= Beginning of Section =
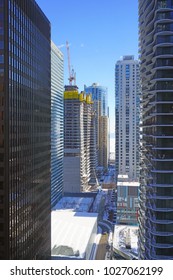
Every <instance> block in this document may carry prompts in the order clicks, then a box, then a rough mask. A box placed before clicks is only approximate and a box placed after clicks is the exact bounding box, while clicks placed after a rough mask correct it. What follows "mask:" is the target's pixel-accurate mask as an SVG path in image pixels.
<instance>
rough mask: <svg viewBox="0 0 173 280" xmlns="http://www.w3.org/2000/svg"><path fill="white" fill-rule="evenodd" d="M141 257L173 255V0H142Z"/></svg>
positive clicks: (140, 43) (139, 252)
mask: <svg viewBox="0 0 173 280" xmlns="http://www.w3.org/2000/svg"><path fill="white" fill-rule="evenodd" d="M139 34H140V35H139V36H140V37H139V39H140V61H141V67H140V72H141V82H142V137H143V139H142V154H141V158H142V162H141V174H140V178H141V182H140V184H141V186H140V200H139V202H140V212H139V257H140V258H141V259H173V57H172V54H173V36H172V34H173V1H171V0H162V1H161V0H151V1H145V0H139Z"/></svg>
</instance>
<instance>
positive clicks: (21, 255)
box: [0, 0, 51, 259]
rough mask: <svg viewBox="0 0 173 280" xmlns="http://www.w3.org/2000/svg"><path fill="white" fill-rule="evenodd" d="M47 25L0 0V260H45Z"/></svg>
mask: <svg viewBox="0 0 173 280" xmlns="http://www.w3.org/2000/svg"><path fill="white" fill-rule="evenodd" d="M50 70H51V69H50V23H49V21H48V19H47V18H46V16H45V15H44V14H43V12H42V11H41V9H40V8H39V6H38V5H37V3H36V2H35V1H34V0H22V1H21V0H8V1H6V0H1V1H0V259H37V258H47V257H49V256H50V249H51V240H50V238H51V234H50V228H51V223H50V221H51V203H50V199H51V193H50V191H51V189H50V144H51V141H50V129H51V111H50V109H51V88H50Z"/></svg>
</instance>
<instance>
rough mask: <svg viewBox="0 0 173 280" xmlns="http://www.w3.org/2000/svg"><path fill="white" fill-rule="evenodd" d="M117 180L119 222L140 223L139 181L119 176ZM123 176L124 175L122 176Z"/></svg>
mask: <svg viewBox="0 0 173 280" xmlns="http://www.w3.org/2000/svg"><path fill="white" fill-rule="evenodd" d="M118 177H119V178H118V181H117V220H116V222H117V224H125V225H137V224H138V209H139V203H138V192H139V182H135V181H129V180H128V176H127V178H125V179H124V178H121V175H119V176H118ZM122 177H123V176H122Z"/></svg>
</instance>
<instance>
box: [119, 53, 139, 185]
mask: <svg viewBox="0 0 173 280" xmlns="http://www.w3.org/2000/svg"><path fill="white" fill-rule="evenodd" d="M115 169H116V175H118V174H124V175H125V174H127V175H128V177H129V179H130V180H138V179H139V62H138V61H137V60H134V56H131V55H129V56H124V57H123V59H122V60H119V61H117V63H116V65H115Z"/></svg>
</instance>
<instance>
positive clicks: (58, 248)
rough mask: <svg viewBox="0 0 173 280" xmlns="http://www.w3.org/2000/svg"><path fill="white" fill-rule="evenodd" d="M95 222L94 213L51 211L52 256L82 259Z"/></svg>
mask: <svg viewBox="0 0 173 280" xmlns="http://www.w3.org/2000/svg"><path fill="white" fill-rule="evenodd" d="M96 221H97V214H96V213H86V212H71V211H69V212H68V211H63V210H59V211H58V210H57V211H52V213H51V251H52V253H51V254H52V256H68V257H76V258H83V257H84V256H85V252H86V248H87V245H88V241H89V239H90V237H91V233H92V231H93V228H94V226H95V223H96Z"/></svg>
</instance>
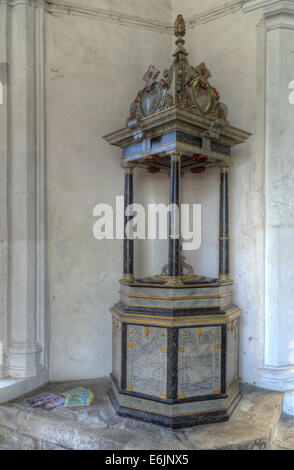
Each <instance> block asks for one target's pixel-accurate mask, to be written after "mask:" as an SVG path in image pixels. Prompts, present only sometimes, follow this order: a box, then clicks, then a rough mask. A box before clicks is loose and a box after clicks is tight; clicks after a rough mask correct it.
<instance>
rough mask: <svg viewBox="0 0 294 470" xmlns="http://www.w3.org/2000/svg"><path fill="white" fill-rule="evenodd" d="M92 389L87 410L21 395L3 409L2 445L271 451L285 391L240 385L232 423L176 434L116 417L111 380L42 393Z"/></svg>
mask: <svg viewBox="0 0 294 470" xmlns="http://www.w3.org/2000/svg"><path fill="white" fill-rule="evenodd" d="M76 386H84V387H87V388H91V389H92V390H93V392H94V393H95V400H94V402H93V403H92V405H91V406H90V407H88V408H64V407H58V408H56V409H54V410H51V411H46V410H42V409H40V408H35V409H32V408H31V407H30V406H29V405H28V404H27V403H26V401H25V399H26V397H22V398H20V399H18V400H15V401H13V402H10V403H7V404H4V405H1V406H0V446H4V447H5V442H6V443H8V442H9V447H10V446H12V447H13V448H14V449H42V450H45V449H46V450H47V449H48V450H49V449H54V450H55V449H58V450H64V449H77V450H83V449H85V450H86V449H108V450H121V449H125V450H137V449H142V450H144V449H145V450H195V449H197V450H198V449H199V450H200V449H271V448H272V447H273V434H274V431H275V429H276V427H277V424H278V422H279V418H280V414H281V405H282V398H283V394H282V393H277V392H271V391H266V390H262V389H257V388H254V387H245V386H243V387H242V393H243V398H242V400H241V401H240V402H239V403H238V405H237V407H236V409H235V411H234V412H233V414H232V416H231V419H230V421H228V422H225V423H218V424H210V425H204V426H194V427H191V428H184V429H181V430H177V431H172V430H169V429H166V428H162V427H159V426H156V425H153V424H150V423H146V422H140V421H136V420H133V419H129V418H122V417H119V416H117V415H116V414H115V412H114V410H113V408H112V405H111V404H110V402H109V399H108V395H107V392H108V390H109V388H110V380H109V379H108V378H103V379H98V380H88V381H75V382H66V383H55V384H54V383H50V384H47V385H46V386H44V387H42V388H41V389H39V390H38V392H41V391H50V392H53V393H54V392H55V393H57V394H58V393H59V394H60V393H61V392H63V391H65V390H68V389H70V388H73V387H76Z"/></svg>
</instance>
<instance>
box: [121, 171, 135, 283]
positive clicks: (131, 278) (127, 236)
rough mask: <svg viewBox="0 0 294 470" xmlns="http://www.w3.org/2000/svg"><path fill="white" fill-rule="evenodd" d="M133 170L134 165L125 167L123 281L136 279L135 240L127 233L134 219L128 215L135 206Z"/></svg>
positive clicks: (129, 234) (124, 194)
mask: <svg viewBox="0 0 294 470" xmlns="http://www.w3.org/2000/svg"><path fill="white" fill-rule="evenodd" d="M133 169H134V165H126V166H125V167H124V171H125V180H124V250H123V256H124V259H123V280H125V281H132V280H133V279H134V240H133V237H132V234H128V233H126V226H127V223H128V222H129V221H130V220H131V219H132V215H126V209H127V207H128V206H129V205H130V204H133Z"/></svg>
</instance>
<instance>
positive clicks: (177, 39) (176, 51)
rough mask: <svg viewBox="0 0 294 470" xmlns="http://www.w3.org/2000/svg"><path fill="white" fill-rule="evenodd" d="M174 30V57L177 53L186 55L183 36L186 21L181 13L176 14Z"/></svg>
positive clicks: (173, 54) (185, 24)
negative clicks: (179, 14) (175, 36)
mask: <svg viewBox="0 0 294 470" xmlns="http://www.w3.org/2000/svg"><path fill="white" fill-rule="evenodd" d="M174 31H175V36H176V38H177V40H176V46H177V49H176V51H175V53H174V54H173V55H174V57H176V56H178V55H179V54H183V55H188V52H187V51H186V49H185V48H184V44H185V41H184V36H185V34H186V23H185V20H184V18H183V16H182V15H178V16H177V18H176V21H175V26H174Z"/></svg>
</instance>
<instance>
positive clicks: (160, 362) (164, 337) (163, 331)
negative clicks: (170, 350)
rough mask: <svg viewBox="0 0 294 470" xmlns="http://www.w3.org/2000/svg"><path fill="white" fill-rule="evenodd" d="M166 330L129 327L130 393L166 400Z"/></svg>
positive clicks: (128, 373) (149, 327) (129, 381)
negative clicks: (158, 398) (158, 397)
mask: <svg viewBox="0 0 294 470" xmlns="http://www.w3.org/2000/svg"><path fill="white" fill-rule="evenodd" d="M166 370H167V331H166V329H165V328H155V327H146V326H137V325H128V329H127V390H129V391H134V392H138V393H144V394H146V395H151V396H156V397H159V398H165V397H166Z"/></svg>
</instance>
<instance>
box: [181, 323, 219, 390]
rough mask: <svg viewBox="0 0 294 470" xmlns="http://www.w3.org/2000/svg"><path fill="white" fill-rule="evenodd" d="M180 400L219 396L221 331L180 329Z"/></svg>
mask: <svg viewBox="0 0 294 470" xmlns="http://www.w3.org/2000/svg"><path fill="white" fill-rule="evenodd" d="M178 361H179V362H178V397H179V398H187V397H193V396H200V395H210V394H219V393H220V389H221V328H220V327H219V326H216V327H215V326H213V327H203V328H180V329H179V359H178Z"/></svg>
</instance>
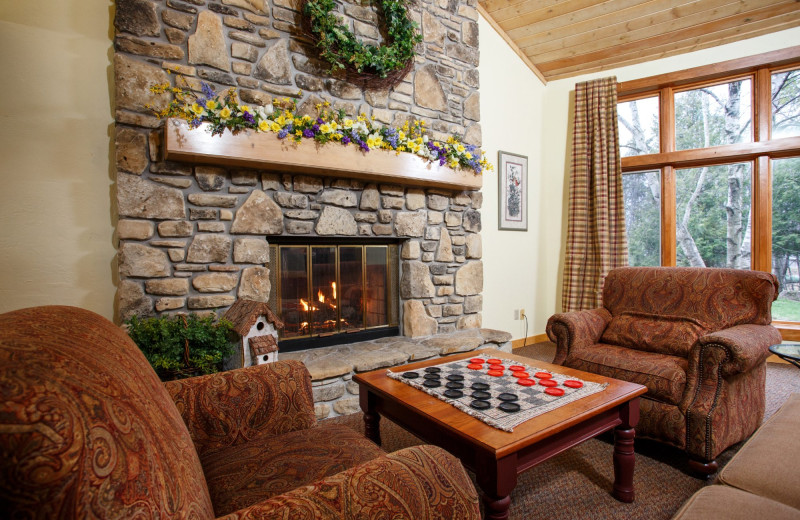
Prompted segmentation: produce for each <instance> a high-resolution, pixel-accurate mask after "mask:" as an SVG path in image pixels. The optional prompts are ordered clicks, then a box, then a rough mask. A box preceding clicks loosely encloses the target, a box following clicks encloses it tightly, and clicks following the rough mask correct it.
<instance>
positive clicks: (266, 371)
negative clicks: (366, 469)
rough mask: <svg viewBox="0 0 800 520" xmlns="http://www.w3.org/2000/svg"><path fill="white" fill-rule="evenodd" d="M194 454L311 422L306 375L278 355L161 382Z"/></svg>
mask: <svg viewBox="0 0 800 520" xmlns="http://www.w3.org/2000/svg"><path fill="white" fill-rule="evenodd" d="M164 386H165V387H166V389H167V392H168V393H169V394H170V396H171V397H172V400H173V401H174V402H175V405H176V406H177V408H178V411H179V412H180V414H181V416H182V417H183V421H184V422H185V423H186V426H187V427H188V429H189V434H190V435H191V437H192V441H193V442H194V444H195V447H196V449H197V452H198V454H199V455H201V456H202V455H203V454H204V453H207V452H209V451H213V450H216V449H219V448H221V447H224V446H234V445H237V444H241V443H243V442H248V441H251V440H255V439H260V438H264V437H267V436H273V435H279V434H282V433H286V432H290V431H295V430H301V429H305V428H310V427H312V426H314V425H315V424H316V421H317V419H316V414H315V413H314V398H313V395H312V393H311V376H310V375H309V373H308V370H307V369H306V367H305V365H303V364H302V363H300V362H298V361H278V362H275V363H270V364H266V365H257V366H253V367H247V368H240V369H237V370H230V371H227V372H220V373H217V374H210V375H206V376H198V377H192V378H189V379H182V380H178V381H168V382H166V383H164Z"/></svg>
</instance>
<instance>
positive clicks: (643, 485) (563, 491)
mask: <svg viewBox="0 0 800 520" xmlns="http://www.w3.org/2000/svg"><path fill="white" fill-rule="evenodd" d="M514 353H515V354H518V355H523V356H526V357H530V358H533V359H538V360H541V361H546V362H549V361H552V359H553V356H554V354H555V345H553V344H552V343H549V342H546V343H537V344H535V345H530V346H527V347H522V348H519V349H516V350H514ZM766 386H767V388H766V394H767V405H766V413H765V419H766V418H767V417H769V416H770V415H772V414H773V413H775V411H776V410H777V409H778V408H779V407H780V406H781V404H783V403H784V402H785V401H786V399H787V398H788V397H789V395H790V394H792V393H797V392H800V370H798V369H797V368H795V367H794V366H792V365H788V364H782V363H767V384H766ZM326 420H327V421H333V422H336V423H339V424H345V425H347V426H349V427H351V428H353V429H354V430H358V431H361V432H362V433H363V431H364V422H363V417H362V415H361V414H360V413H358V414H352V415H347V416H342V417H335V418H332V419H326ZM381 438H382V441H383V448H384V449H385V450H386V451H389V452H392V451H396V450H398V449H401V448H405V447H407V446H413V445H416V444H422V441H421V440H420V439H418V438H417V437H415V436H413V435H412V434H410V433H408V432H407V431H405V430H404V429H402V428H401V427H399V426H397V425H396V424H394V423H392V422H391V421H389V420H386V419H382V420H381ZM740 447H741V444H737V445H734V446H732V447H731V448H729V449H728V450H726V451H725V452H724V453H722V454H721V455H720V456H719V457H718V459H717V460H718V462H719V463H720V468H722V467H723V466H724V465H725V464H726V463H727V462H728V461H729V460H730V459H731V457H732V456H733V455H734V453H736V451H738V449H739V448H740ZM612 455H613V438H612V435H611V434H604V435H602V436H600V437H598V438H595V439H590V440H588V441H586V442H584V443H583V444H580V445H578V446H576V447H574V448H571V449H569V450H567V451H565V452H564V453H562V454H560V455H558V456H556V457H554V458H552V459H550V460H548V461H545V462H543V463H541V464H539V465H538V466H535V467H533V468H531V469H530V470H529V471H527V472H525V473H523V474H522V475H520V476H519V479H518V481H517V487H516V488H515V489H514V493H513V494H512V495H511V509H510V518H511V519H520V520H522V519H529V518H548V519H552V520H560V519H580V520H583V519H628V520H630V519H634V520H635V519H641V520H661V519H665V520H666V519H669V518H671V517H672V515H674V514H675V512H676V511H677V510H678V508H680V506H681V505H682V504H683V503H684V502H685V501H686V500H687V499H688V498H689V497H690V496H691V495H692V494H693V493H694V492H695V491H697V490H698V489H700V488H701V487H703V486H707V485H710V484H712V483H713V481H705V480H700V479H697V478H695V477H693V476H691V475H690V474H689V471H688V466H687V464H686V456H685V454H684V453H683V452H681V451H680V450H677V449H675V448H672V447H670V446H666V445H664V444H660V443H657V442H654V441H650V440H647V439H637V440H636V469H635V472H634V485H635V488H636V500H635V501H634V502H633V503H632V504H623V503H622V502H618V501H617V500H615V499H614V498H613V497H612V496H611V494H610V493H611V486H612V483H613V481H614V470H613V466H612V462H611V461H612ZM473 480H474V475H473Z"/></svg>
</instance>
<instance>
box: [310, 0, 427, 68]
mask: <svg viewBox="0 0 800 520" xmlns="http://www.w3.org/2000/svg"><path fill="white" fill-rule="evenodd" d="M377 2H378V7H379V9H380V11H381V12H382V13H383V18H384V19H385V21H386V34H387V38H386V40H387V44H386V45H381V46H380V47H376V46H375V45H371V44H364V43H362V42H360V41H358V40H357V39H356V37H355V35H354V34H353V33H352V32H350V29H348V27H347V26H346V25H344V24H343V23H342V21H341V19H339V17H337V16H336V15H334V14H333V10H334V9H335V7H336V2H335V1H334V0H307V1H306V3H305V6H304V7H303V14H304V15H305V20H306V23H307V27H308V31H309V33H310V34H311V37H312V38H313V39H314V40H315V41H316V45H317V47H319V49H320V51H321V53H320V56H321V57H322V58H323V59H324V60H325V61H327V62H328V63H330V64H331V71H336V70H347V71H353V72H356V73H358V74H362V75H370V76H379V77H381V78H386V77H388V76H390V75H392V74H393V73H397V72H398V71H403V70H404V69H406V68H407V67H408V66H409V65H410V64H411V62H412V61H413V59H414V55H415V54H416V53H415V52H414V48H415V46H416V45H417V44H418V43H419V42H421V41H422V36H420V34H419V33H418V32H417V24H416V23H414V22H413V21H411V20H410V19H409V17H408V11H407V9H406V0H377Z"/></svg>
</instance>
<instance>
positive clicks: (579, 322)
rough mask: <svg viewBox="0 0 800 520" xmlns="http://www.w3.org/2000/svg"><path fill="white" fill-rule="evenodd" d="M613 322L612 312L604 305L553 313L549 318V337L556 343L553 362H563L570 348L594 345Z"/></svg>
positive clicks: (554, 342)
mask: <svg viewBox="0 0 800 520" xmlns="http://www.w3.org/2000/svg"><path fill="white" fill-rule="evenodd" d="M610 322H611V313H610V312H608V311H607V310H606V309H604V308H603V307H598V308H597V309H590V310H586V311H577V312H562V313H559V314H553V315H552V316H550V319H549V320H547V337H548V338H550V341H552V342H553V343H555V344H556V357H555V359H554V360H553V363H556V364H558V365H560V364H562V363H563V362H564V360H565V359H566V358H567V355H568V354H569V352H570V350H577V349H580V348H583V347H588V346H590V345H594V344H595V343H597V342H598V341H600V336H602V335H603V331H604V330H605V329H606V327H607V326H608V324H609V323H610Z"/></svg>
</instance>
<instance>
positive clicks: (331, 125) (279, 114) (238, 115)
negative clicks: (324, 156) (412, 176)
mask: <svg viewBox="0 0 800 520" xmlns="http://www.w3.org/2000/svg"><path fill="white" fill-rule="evenodd" d="M150 91H151V92H153V93H155V94H170V93H171V94H173V96H174V97H173V99H172V101H171V102H170V103H169V105H168V106H167V107H166V108H165V109H163V110H155V109H153V107H152V106H150V105H147V106H146V108H148V109H151V110H153V111H154V113H155V114H156V115H157V116H158V117H160V118H166V117H178V118H181V119H185V120H186V121H188V122H189V124H190V126H191V127H192V128H197V127H198V126H200V125H201V124H202V123H209V124H210V125H211V133H212V135H216V134H222V133H223V132H224V131H225V130H226V129H228V130H230V131H231V132H232V133H234V134H235V133H237V132H239V131H241V130H245V129H247V130H254V131H256V132H273V133H275V134H276V135H277V137H278V139H290V140H293V141H295V142H301V141H302V140H303V139H313V140H314V141H316V142H317V143H319V144H326V143H329V142H338V143H341V144H342V145H349V144H354V145H356V146H358V147H359V149H360V150H362V151H364V152H369V151H370V150H392V151H395V152H397V154H400V153H402V152H406V153H413V154H416V155H417V156H419V157H421V158H423V159H425V160H427V161H429V162H431V163H438V164H439V165H440V166H444V165H447V166H449V167H450V168H453V169H458V168H462V169H470V170H473V171H474V172H475V173H476V174H482V173H483V172H484V171H485V170H492V169H493V167H492V165H491V163H489V162H488V161H487V160H486V159H485V157H484V155H485V154H484V152H483V151H481V150H480V149H479V148H478V147H476V146H473V145H470V144H464V143H462V142H461V138H460V137H459V136H456V135H454V136H451V137H448V138H447V140H446V141H443V142H442V141H435V140H433V139H430V138H429V137H428V136H427V135H426V133H425V132H426V129H425V122H424V121H420V120H415V121H414V122H413V123H411V124H409V123H408V122H406V123H405V124H404V125H403V126H402V128H399V129H395V128H392V127H388V126H380V127H379V126H377V125H374V124H373V122H372V120H371V119H369V118H367V117H366V116H365V115H364V114H360V115H359V116H358V117H356V118H355V119H351V118H348V117H347V116H346V114H345V113H344V111H343V110H338V111H337V110H332V109H330V103H329V102H328V101H325V102H323V103H319V104H317V105H316V110H317V117H315V118H314V117H311V116H308V115H303V116H300V115H298V114H297V103H296V101H295V100H293V99H289V98H283V99H274V100H272V103H271V104H268V105H266V106H256V107H250V106H247V105H240V104H239V103H238V101H237V97H236V91H235V89H233V88H230V89H228V91H227V93H226V94H225V95H224V96H219V95H217V94H216V93H215V92H214V90H213V89H212V88H211V86H209V85H208V84H206V83H202V94H201V95H198V94H196V93H194V92H192V91H191V90H190V89H187V88H181V87H172V86H171V85H170V84H169V83H162V84H158V85H154V86H152V87H150Z"/></svg>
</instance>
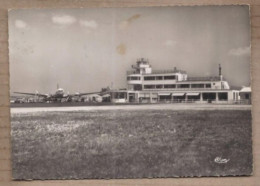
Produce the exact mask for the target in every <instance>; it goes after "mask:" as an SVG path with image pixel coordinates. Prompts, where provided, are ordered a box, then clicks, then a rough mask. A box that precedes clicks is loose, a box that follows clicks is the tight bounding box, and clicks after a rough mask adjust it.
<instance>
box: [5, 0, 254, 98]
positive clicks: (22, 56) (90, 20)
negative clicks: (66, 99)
mask: <svg viewBox="0 0 260 186" xmlns="http://www.w3.org/2000/svg"><path fill="white" fill-rule="evenodd" d="M8 24H9V60H10V91H11V92H13V91H23V92H35V91H36V90H37V91H39V92H41V93H53V92H54V91H55V90H56V87H57V84H59V86H60V87H62V88H64V89H65V91H67V92H69V93H74V92H89V91H99V90H101V88H102V87H107V86H110V87H111V85H112V86H113V88H125V87H126V71H127V70H131V65H134V64H135V63H136V60H137V59H138V58H147V59H149V62H150V64H151V65H152V68H153V69H154V70H163V69H173V68H174V67H177V68H178V69H181V70H185V71H186V72H187V73H188V76H199V77H202V76H217V75H218V64H221V66H222V73H223V76H224V78H225V79H226V80H227V81H228V82H229V83H230V85H232V86H249V85H250V51H251V50H250V16H249V7H248V6H246V5H245V6H239V5H237V6H193V7H192V6H190V7H188V6H187V7H185V6H183V7H182V6H178V7H142V8H81V9H17V10H10V11H9V20H8Z"/></svg>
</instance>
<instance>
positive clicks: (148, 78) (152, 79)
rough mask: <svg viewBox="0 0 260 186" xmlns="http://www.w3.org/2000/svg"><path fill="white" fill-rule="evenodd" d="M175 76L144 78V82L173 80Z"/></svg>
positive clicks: (161, 76)
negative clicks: (146, 81) (144, 80)
mask: <svg viewBox="0 0 260 186" xmlns="http://www.w3.org/2000/svg"><path fill="white" fill-rule="evenodd" d="M174 79H176V76H144V80H145V81H153V80H174Z"/></svg>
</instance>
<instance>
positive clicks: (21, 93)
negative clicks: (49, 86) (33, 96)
mask: <svg viewBox="0 0 260 186" xmlns="http://www.w3.org/2000/svg"><path fill="white" fill-rule="evenodd" d="M14 93H15V94H23V95H28V96H40V97H45V98H46V97H48V96H47V95H45V94H39V93H27V92H14Z"/></svg>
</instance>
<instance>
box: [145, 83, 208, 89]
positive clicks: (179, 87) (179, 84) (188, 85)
mask: <svg viewBox="0 0 260 186" xmlns="http://www.w3.org/2000/svg"><path fill="white" fill-rule="evenodd" d="M176 87H177V88H211V84H210V83H207V84H177V85H176V84H166V85H144V89H162V88H176Z"/></svg>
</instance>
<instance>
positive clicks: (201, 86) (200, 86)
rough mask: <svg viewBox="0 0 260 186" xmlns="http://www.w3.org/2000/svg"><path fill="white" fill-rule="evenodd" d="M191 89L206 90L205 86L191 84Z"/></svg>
mask: <svg viewBox="0 0 260 186" xmlns="http://www.w3.org/2000/svg"><path fill="white" fill-rule="evenodd" d="M191 88H204V84H191Z"/></svg>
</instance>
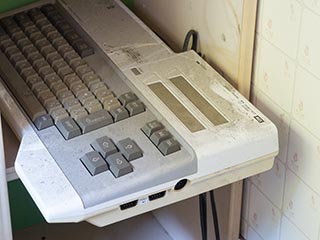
= End of Section =
• [ACTIVITY] Go to the line in the material above that contains "positive clicks: (179, 87)" and copy exactly from there through the line that contains "positive clicks: (201, 86) (200, 86)", stopping after it.

• [TASK RESPONSE]
positive clicks: (179, 87) (179, 84) (188, 85)
mask: <svg viewBox="0 0 260 186" xmlns="http://www.w3.org/2000/svg"><path fill="white" fill-rule="evenodd" d="M176 87H177V88H211V84H210V83H207V84H177V85H176V84H166V85H144V89H162V88H176Z"/></svg>
</instance>
<instance>
positive clicks: (201, 86) (200, 86)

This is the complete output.